* [Zu erledigende Aufgabe] Kopiere aus dem Urteil zur Erbschaftsteuer den Abschnitt wortgetreu, der mit „letzte Aktualisierung: 31.10.2019“ beginnt und mit „besteht ein (Entschließungs-)“ endet.

* [Ausgewählter Auszug]
+-------+
BFH 04. Juni 2019
VII R 16/18
ErbStG §§ 3, 20 Abs. 1 u. 3; AO §§ 5, 219; BGB §§ 1922, 2059

Erbschaftsteuer ist Nachlassverbindlichkeit; keine Beschränkung der Erbenhaftung für Erbschaftsteuerschulden

letzte Aktualisierung: 31.10.2019
BFH, Urt. v. 4.6.2019 – VII R 16/18

ErbStG §§ 3, 20 Abs. 1 u. 3; AO §§ 5, 219; BGB §§ 1922, 2059
Erbschaftsteuer ist Nachlassverbindlichkeit; keine Beschränkung der Erbenhaftung für Erbschaftsteuerschulden

1. Die vom Erben als Gesamtrechtsnachfolger aufgrund Erbanfalls nach § 3 Abs. 1 Nr. 1 ErbStG
i. V. m. § 1922 BGB geschuldete Erbschaftsteuer ist eine Nachlassverbindlichkeit (Fortführung des
BFH-Urteils vom 20.01.2016 – II R 34/14, BFHE 252, 389, BStBl II 2016, 482).

2. Eine Beschränkung der Erbenhaftung für Erbschaftsteuerverbindlichkeiten ist nach § 2059 Abs. 1
Satz 2 BGB ausgeschlossen.

3. Bei der Inanspruchnahme des Nachlasses nach § 20 Abs. 3 ErbStG besteht ein (Entschließungs-)
Ermessen, sodass grundsätzlich keine Verpflichtung zur vorrangigen Inanspruchnahme besteht.

Entscheidungsgründe

II.

Die Revision ist zurückzuweisen (§ 126 Abs. 2 der Finanzgerichtsordnung --FGO--). Die Vorentscheidung entspricht
Bundesrecht (§ 118 Abs. 1 Satz 1 FGO).

Das FG hat zutreffend einen Ermessensfehler des FA bei Erlass der vier Pfändungs- und Einziehungsverfügungen
verneint.

1. Nach § 249 Abs. 1 Satz 1 AO können die Finanzbehörden Verwaltungsakte, mit denen eine Geldleistung gefordert
wird, im Verwaltungsweg vollstrecken.
+-------+
* [Rohdaten]
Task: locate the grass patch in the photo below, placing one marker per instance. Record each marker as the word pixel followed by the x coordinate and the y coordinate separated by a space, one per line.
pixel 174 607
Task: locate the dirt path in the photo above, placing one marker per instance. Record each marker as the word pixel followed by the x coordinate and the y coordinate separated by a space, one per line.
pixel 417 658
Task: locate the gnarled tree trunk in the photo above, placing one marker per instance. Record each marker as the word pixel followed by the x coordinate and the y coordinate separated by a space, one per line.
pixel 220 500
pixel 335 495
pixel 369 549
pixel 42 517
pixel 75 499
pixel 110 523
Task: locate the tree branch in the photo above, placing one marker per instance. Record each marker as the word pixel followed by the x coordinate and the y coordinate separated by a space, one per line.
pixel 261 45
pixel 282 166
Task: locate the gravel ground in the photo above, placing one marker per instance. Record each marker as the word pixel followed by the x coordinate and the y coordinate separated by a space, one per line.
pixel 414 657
+-------+
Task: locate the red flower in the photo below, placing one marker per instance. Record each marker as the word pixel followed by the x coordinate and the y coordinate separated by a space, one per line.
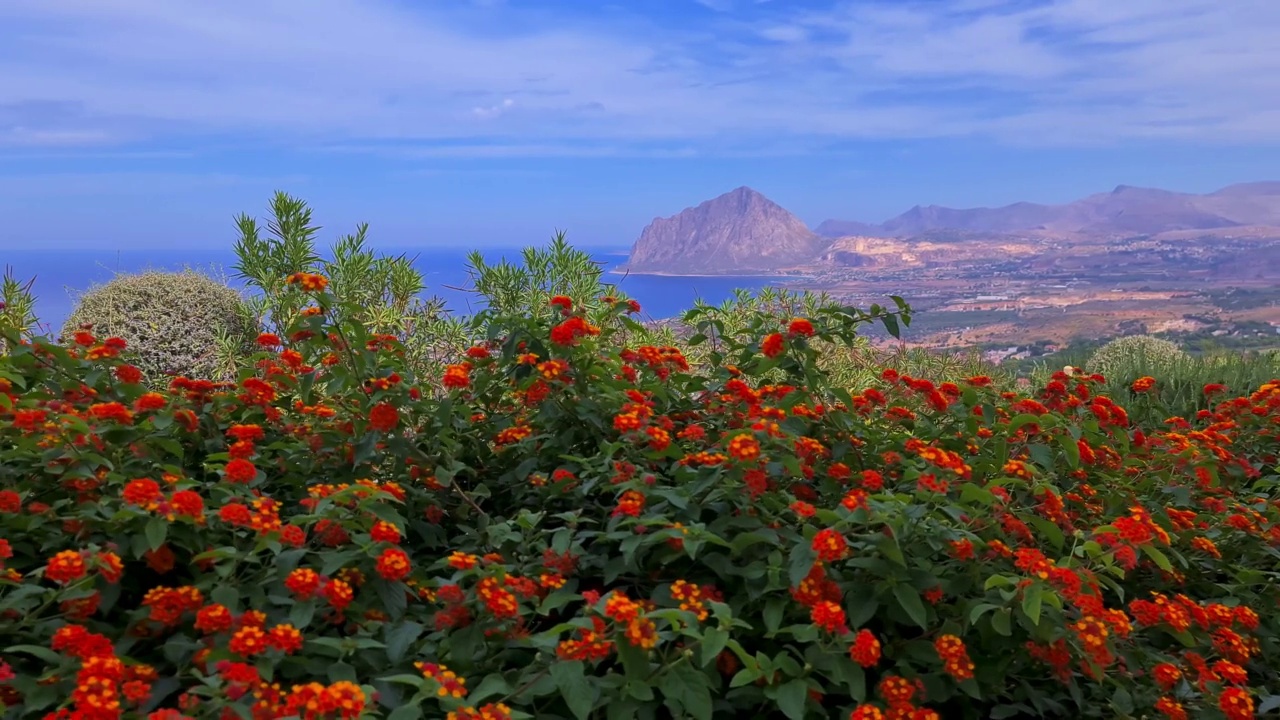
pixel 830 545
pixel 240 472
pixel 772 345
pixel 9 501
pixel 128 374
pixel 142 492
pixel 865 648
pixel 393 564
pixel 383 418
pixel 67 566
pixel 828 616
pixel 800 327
+-------+
* [Vollständige Antwort]
letzte Aktualisierung: 31.10.2019
BFH, Urt. v. 4.6.2019 – VII R 16/18

ErbStG §§ 3, 20 Abs. 1 u. 3; AO §§ 5, 219; BGB §§ 1922, 2059
Erbschaftsteuer ist Nachlassverbindlichkeit; keine Beschränkung der Erbenhaftung für Erbschaftsteuerschulden

1. Die vom Erben als Gesamtrechtsnachfolger aufgrund Erbanfalls nach § 3 Abs. 1 Nr. 1 ErbStG
i. V. m. § 1922 BGB geschuldete Erbschaftsteuer ist eine Nachlassverbindlichkeit (Fortführung des
BFH-Urteils vom 20.01.2016 – II R 34/14, BFHE 252, 389, BStBl II 2016, 482).

2. Eine Beschränkung der Erbenhaftung für Erbschaftsteuerverbindlichkeiten ist nach § 2059 Abs. 1
Satz 2 BGB ausgeschlossen.

3. Bei der Inanspruchnahme des Nachlasses nach § 20 Abs. 3 ErbStG besteht ein (Entschließungs-)